Change "conifer tree" to "coniferous tree" in the lines from the line containing "Grounding query — element: steep embankment" up to and including the line containing "[0,0,200,300]", and give only those lines again with everything else unchanged.

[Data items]
= = = =
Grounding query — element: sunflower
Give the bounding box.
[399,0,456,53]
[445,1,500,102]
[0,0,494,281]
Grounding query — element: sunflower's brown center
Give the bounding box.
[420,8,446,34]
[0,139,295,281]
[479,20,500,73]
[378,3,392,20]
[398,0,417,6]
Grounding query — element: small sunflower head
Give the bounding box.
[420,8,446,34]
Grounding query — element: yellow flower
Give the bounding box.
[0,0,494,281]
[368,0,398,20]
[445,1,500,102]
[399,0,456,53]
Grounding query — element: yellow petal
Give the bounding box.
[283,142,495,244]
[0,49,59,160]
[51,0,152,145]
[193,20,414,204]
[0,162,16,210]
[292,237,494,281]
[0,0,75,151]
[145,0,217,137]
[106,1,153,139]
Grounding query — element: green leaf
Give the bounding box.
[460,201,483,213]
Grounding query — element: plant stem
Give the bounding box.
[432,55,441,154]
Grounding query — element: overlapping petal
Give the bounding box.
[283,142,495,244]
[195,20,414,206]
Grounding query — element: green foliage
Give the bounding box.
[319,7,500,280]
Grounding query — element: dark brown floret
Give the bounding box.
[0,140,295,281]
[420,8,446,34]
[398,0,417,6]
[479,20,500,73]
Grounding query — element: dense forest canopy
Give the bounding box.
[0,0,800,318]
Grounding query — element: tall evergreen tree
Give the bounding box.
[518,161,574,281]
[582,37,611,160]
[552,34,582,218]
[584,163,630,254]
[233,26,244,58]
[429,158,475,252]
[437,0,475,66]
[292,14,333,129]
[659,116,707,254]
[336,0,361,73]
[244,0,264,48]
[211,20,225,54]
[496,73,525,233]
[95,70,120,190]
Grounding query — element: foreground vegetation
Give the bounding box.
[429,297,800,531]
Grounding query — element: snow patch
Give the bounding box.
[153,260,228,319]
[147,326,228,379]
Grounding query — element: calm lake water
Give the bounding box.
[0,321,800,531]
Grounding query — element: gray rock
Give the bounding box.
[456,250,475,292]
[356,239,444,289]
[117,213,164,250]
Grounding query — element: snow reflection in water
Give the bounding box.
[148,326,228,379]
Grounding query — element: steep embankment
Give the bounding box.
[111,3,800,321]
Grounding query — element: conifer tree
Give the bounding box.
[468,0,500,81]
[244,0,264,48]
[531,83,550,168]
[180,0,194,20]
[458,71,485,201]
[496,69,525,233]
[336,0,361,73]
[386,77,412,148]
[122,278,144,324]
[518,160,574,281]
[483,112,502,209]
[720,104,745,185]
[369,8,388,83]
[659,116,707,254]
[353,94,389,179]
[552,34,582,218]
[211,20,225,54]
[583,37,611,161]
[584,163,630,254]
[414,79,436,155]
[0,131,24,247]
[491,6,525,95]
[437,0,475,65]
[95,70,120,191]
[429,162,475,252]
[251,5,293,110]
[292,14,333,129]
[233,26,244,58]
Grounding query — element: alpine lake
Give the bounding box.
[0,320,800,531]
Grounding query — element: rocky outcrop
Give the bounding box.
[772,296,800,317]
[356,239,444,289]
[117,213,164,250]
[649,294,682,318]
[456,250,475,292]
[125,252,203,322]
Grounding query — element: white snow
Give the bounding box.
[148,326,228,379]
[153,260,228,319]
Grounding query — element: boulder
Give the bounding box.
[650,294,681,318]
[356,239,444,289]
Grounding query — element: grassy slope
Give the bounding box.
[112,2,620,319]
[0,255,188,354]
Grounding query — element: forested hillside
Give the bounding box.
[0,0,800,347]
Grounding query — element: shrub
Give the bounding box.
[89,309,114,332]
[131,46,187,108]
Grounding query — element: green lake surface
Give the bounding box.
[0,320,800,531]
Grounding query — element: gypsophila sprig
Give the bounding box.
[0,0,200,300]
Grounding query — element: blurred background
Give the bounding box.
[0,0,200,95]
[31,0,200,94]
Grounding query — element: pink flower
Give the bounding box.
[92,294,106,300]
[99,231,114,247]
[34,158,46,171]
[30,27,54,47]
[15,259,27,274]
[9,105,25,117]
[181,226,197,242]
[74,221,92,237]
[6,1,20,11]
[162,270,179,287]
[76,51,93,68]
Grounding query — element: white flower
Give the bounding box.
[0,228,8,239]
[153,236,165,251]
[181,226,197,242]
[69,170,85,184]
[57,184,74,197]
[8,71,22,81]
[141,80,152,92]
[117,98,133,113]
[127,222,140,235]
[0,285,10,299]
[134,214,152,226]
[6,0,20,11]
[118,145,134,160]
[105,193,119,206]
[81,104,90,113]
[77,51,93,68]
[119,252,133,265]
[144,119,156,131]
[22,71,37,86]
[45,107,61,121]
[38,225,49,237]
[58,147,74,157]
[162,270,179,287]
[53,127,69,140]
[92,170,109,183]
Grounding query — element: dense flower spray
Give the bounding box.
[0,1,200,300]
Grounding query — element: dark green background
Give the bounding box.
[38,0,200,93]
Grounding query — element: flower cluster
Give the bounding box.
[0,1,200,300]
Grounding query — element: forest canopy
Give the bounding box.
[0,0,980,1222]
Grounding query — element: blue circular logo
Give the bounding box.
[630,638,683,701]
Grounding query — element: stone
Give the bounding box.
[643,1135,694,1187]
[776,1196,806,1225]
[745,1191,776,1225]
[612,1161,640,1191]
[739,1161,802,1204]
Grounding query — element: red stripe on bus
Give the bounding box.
= = = =
## RESULT
Grounding query — element: steep embankment
Give the bounding box.
[111,3,800,321]
Grounding query — element: coniferous tree
Give the bounding box.
[468,0,500,81]
[244,0,264,48]
[531,83,550,168]
[180,0,194,20]
[458,71,485,201]
[496,69,525,233]
[336,0,361,73]
[386,77,412,148]
[122,278,144,324]
[518,160,574,281]
[483,112,502,209]
[720,104,745,185]
[369,8,388,83]
[659,116,707,254]
[353,94,389,179]
[552,34,582,218]
[211,20,225,54]
[583,37,611,161]
[584,163,630,254]
[414,79,436,155]
[0,131,24,247]
[491,6,525,95]
[437,0,475,65]
[95,70,120,191]
[429,162,475,252]
[251,5,293,110]
[292,14,333,129]
[233,26,244,58]
Grounding query — element: alpine lake
Give the bounding box.
[0,320,800,531]
Grounding query — element: rocky outcrop
Give the bounding box.
[772,296,800,317]
[356,239,444,289]
[117,213,164,250]
[649,294,682,318]
[456,250,475,292]
[125,252,203,322]
Grounding query — element: white snow
Give the bounding box.
[148,326,228,379]
[153,260,228,319]
Grounding query — element: boulder
Give the bounding box.
[650,294,681,318]
[356,239,444,289]
Grounding query — element: grassy slope
Give the bounding box.
[112,2,620,319]
[0,255,188,354]
Grounding query — element: forested hillside
Give the bounding box.
[0,0,800,347]
Grounding query — element: shrub
Give the bounding box.
[89,309,114,332]
[131,46,187,108]
Grounding query — element: green lake surface
Give the bounding box.
[0,320,800,531]
Grounding query — element: gypsophila sprig
Give the bounding box.
[0,0,200,300]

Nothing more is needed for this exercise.